Reproduce the data verbatim from its first line through the line containing "negative clicks: (579, 607) (838, 567)", with both of those lines included.

[Stored data]
+ + + +

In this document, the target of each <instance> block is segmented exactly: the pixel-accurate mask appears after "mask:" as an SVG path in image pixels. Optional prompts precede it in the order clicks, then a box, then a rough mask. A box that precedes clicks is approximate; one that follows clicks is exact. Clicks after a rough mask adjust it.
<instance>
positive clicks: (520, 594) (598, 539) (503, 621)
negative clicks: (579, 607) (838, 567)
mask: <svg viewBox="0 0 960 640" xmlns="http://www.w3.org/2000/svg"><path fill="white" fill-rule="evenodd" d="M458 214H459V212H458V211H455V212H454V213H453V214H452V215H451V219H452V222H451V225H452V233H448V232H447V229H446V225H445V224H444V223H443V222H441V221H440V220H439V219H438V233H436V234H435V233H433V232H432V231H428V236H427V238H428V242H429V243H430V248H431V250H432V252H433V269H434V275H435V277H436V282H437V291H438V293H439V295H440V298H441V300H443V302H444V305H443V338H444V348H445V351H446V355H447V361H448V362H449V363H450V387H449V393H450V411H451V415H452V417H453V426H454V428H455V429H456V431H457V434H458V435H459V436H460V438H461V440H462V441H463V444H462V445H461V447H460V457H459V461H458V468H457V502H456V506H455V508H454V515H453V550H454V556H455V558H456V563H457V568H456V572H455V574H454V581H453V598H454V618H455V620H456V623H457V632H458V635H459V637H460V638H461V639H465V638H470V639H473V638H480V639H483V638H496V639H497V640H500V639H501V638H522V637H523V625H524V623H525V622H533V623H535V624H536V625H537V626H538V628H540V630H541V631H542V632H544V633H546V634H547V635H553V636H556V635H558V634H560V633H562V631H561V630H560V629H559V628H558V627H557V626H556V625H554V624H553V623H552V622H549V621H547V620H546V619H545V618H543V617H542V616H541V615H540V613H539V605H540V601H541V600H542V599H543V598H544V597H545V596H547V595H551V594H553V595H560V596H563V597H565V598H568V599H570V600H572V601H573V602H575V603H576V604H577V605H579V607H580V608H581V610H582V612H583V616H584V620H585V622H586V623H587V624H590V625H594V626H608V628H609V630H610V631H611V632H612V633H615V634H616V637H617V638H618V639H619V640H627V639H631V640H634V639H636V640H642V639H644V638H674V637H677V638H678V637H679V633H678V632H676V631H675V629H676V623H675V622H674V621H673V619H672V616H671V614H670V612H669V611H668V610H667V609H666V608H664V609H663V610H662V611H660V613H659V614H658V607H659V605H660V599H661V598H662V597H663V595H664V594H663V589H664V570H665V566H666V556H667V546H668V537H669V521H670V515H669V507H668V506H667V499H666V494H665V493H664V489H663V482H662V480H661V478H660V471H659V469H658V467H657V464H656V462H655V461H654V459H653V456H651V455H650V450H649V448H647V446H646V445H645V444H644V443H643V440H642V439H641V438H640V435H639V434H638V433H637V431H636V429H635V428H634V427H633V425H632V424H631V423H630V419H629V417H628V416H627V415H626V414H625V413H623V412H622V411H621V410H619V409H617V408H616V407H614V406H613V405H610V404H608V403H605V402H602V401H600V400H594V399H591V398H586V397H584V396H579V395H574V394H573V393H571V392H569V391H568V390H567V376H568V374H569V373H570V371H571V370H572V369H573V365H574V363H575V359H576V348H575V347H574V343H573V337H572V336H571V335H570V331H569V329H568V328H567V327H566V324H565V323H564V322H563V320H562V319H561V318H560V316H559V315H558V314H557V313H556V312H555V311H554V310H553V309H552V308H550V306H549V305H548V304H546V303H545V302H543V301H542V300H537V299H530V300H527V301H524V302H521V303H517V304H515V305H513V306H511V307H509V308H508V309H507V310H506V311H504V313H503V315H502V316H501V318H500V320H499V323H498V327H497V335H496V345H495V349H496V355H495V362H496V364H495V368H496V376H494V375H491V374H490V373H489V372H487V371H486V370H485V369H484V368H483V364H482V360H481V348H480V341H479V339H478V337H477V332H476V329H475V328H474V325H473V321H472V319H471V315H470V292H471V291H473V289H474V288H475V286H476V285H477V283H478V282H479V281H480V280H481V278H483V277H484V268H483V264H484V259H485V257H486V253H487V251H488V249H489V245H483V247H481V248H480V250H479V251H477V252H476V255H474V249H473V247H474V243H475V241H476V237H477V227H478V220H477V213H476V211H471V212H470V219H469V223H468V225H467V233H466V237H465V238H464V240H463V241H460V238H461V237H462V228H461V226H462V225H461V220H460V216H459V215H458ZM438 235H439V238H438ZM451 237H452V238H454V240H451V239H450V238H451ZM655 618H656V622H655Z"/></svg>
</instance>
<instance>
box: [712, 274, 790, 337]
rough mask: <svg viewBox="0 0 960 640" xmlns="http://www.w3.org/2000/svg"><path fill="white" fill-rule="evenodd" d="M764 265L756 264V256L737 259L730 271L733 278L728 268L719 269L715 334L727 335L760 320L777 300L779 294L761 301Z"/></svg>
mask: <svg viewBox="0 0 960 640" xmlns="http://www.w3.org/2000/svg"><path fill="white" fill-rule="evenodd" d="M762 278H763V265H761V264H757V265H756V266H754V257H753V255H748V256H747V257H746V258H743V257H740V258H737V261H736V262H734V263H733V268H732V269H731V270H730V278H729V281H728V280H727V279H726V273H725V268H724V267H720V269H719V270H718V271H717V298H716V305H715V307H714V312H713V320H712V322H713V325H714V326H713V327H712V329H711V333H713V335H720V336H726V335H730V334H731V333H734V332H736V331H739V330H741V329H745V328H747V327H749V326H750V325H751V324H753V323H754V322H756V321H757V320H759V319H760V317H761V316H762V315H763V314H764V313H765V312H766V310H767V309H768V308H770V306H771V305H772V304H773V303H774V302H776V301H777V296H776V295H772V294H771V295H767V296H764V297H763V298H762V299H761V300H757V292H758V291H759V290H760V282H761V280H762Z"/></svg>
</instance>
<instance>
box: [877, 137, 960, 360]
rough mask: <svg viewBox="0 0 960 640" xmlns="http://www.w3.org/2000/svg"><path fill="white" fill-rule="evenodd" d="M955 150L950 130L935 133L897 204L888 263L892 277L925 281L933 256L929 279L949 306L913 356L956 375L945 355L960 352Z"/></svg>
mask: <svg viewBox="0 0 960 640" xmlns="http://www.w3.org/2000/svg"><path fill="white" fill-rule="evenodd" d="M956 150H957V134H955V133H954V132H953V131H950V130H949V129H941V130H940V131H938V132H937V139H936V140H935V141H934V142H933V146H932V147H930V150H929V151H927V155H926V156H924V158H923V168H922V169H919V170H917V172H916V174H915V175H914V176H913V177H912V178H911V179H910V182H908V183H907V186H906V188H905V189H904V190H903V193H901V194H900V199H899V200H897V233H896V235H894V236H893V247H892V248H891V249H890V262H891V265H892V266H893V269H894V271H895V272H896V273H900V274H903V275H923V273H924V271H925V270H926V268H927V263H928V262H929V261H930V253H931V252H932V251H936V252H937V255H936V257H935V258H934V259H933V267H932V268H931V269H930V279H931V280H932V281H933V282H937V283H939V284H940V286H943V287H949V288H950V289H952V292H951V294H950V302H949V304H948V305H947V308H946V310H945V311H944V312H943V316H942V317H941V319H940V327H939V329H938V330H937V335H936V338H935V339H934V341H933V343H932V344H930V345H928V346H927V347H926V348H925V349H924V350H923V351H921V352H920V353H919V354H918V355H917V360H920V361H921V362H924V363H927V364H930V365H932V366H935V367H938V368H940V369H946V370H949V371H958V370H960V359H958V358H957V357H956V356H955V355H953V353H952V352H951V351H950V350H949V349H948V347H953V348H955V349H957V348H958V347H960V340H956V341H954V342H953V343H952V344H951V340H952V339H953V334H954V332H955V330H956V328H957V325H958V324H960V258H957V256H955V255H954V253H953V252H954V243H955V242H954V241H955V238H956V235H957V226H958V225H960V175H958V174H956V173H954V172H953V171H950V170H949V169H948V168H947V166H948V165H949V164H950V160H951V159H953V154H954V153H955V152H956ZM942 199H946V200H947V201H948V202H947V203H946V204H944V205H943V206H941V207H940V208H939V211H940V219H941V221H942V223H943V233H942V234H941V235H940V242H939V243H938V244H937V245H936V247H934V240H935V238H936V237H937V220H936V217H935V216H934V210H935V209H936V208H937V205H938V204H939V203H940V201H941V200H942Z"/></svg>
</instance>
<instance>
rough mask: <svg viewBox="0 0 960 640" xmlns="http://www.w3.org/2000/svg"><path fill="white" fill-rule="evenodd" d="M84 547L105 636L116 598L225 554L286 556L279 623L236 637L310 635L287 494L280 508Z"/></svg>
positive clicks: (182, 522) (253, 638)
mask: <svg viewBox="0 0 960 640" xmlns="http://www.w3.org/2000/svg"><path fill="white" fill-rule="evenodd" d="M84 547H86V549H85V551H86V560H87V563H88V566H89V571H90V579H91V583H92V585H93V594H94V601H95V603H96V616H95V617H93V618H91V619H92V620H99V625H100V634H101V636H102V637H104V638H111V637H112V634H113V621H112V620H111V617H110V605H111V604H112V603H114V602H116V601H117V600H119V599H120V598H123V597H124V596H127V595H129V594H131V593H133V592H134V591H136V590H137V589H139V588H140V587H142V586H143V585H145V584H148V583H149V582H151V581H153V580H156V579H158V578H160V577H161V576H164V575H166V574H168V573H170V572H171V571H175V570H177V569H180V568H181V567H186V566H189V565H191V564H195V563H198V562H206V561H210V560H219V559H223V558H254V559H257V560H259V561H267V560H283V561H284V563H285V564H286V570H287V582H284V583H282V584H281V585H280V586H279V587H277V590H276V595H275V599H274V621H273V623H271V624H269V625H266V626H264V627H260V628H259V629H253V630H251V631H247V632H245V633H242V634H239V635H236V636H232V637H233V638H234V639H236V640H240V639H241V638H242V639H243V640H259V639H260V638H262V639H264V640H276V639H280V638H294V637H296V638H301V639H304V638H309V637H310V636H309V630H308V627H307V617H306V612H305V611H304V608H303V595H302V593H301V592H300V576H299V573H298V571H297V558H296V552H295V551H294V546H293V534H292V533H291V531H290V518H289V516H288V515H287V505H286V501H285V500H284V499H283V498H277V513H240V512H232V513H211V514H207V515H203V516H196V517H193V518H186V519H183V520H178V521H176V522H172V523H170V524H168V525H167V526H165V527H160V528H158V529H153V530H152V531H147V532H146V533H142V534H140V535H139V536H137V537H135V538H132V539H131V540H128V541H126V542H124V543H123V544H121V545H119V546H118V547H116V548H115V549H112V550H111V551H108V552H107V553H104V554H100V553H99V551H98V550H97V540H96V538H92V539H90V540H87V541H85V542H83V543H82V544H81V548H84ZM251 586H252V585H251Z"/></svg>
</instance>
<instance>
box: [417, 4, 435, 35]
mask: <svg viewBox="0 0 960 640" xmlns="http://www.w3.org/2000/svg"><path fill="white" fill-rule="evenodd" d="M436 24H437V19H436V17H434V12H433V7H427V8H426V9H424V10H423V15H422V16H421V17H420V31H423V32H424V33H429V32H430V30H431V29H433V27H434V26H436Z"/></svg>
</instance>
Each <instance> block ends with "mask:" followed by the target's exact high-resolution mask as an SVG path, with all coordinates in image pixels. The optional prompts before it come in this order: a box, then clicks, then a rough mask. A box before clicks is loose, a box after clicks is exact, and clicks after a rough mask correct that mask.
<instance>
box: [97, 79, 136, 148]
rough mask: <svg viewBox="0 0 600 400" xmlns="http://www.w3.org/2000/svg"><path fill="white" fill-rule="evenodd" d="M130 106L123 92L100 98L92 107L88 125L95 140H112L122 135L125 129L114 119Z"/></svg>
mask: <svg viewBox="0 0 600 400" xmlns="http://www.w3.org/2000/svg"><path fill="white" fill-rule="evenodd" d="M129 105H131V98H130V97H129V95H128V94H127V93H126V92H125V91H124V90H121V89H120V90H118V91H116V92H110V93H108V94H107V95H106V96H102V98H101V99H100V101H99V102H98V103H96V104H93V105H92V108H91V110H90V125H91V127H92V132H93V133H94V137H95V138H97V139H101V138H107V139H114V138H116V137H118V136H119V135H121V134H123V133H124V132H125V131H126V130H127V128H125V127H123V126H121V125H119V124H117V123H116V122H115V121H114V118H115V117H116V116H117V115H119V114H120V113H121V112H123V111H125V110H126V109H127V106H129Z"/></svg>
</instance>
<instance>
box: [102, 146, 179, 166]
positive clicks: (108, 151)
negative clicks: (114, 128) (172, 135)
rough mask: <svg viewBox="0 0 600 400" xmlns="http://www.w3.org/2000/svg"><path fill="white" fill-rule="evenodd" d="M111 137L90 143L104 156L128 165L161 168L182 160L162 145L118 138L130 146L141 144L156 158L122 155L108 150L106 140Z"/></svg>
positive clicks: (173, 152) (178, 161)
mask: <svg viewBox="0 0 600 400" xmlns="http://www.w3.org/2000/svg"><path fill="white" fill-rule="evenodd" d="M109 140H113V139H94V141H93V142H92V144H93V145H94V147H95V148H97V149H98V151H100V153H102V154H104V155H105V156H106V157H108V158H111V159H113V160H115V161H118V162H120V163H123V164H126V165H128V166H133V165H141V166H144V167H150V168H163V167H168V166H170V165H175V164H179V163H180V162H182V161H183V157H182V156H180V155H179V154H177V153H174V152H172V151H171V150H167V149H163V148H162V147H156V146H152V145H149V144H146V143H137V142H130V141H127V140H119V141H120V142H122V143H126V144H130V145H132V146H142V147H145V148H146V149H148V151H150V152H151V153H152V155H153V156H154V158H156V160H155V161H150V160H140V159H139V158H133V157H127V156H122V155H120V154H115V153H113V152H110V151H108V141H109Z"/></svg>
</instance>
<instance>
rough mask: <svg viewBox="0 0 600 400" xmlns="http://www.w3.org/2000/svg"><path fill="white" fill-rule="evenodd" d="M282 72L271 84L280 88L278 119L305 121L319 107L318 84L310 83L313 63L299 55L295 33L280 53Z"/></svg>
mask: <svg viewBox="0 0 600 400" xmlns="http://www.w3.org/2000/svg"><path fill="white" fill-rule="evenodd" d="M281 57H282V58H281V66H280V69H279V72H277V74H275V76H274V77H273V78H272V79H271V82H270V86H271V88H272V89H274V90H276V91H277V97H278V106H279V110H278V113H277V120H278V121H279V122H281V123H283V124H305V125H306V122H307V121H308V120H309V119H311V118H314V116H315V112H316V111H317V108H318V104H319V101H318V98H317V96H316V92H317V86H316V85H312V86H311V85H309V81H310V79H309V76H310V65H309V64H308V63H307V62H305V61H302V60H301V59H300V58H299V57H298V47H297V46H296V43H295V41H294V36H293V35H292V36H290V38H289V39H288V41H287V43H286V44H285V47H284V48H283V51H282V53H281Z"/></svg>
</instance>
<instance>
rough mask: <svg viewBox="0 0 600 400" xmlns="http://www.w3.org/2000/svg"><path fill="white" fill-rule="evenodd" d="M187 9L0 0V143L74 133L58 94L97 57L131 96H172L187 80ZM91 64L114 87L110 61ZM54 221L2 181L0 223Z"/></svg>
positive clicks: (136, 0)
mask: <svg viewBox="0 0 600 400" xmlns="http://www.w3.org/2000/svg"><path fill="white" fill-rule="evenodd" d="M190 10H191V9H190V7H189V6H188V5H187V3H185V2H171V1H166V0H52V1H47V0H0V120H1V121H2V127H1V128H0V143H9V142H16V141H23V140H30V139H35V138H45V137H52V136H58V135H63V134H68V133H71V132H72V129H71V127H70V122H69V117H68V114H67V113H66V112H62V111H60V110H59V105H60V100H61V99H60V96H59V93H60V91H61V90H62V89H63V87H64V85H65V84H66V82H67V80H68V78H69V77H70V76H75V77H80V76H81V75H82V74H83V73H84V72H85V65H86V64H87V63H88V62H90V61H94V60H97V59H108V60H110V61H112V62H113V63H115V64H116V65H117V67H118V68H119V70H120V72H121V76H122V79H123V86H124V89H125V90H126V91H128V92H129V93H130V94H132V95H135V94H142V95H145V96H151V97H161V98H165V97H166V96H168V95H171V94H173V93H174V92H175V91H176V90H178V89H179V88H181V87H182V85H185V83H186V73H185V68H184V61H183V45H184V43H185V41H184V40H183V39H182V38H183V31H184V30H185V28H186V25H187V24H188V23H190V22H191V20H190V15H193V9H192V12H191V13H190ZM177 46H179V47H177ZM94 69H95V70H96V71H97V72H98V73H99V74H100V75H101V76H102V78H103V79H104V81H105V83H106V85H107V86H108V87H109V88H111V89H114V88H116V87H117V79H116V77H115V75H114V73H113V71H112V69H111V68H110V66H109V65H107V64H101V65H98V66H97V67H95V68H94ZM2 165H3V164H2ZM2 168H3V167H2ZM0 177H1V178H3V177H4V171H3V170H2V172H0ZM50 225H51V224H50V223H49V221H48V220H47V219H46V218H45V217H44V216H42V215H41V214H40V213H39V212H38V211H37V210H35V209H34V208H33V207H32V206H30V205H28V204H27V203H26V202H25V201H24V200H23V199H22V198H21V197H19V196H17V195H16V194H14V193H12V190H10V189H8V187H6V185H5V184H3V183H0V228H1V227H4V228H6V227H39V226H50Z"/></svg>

+ + + +

**Problem solution:**
In this document, the target of each <instance> block is segmented exactly: the pixel-accurate mask appears after "mask:" as an SVG path in image pixels. Optional prompts precede it in the order clicks, then a box, then a rough mask. A box that precedes clicks is approximate; one that follows clicks is exact. Clicks after a rough mask adjust it.
<instance>
positive clicks: (520, 594) (598, 539) (503, 621)
negative clicks: (579, 607) (838, 567)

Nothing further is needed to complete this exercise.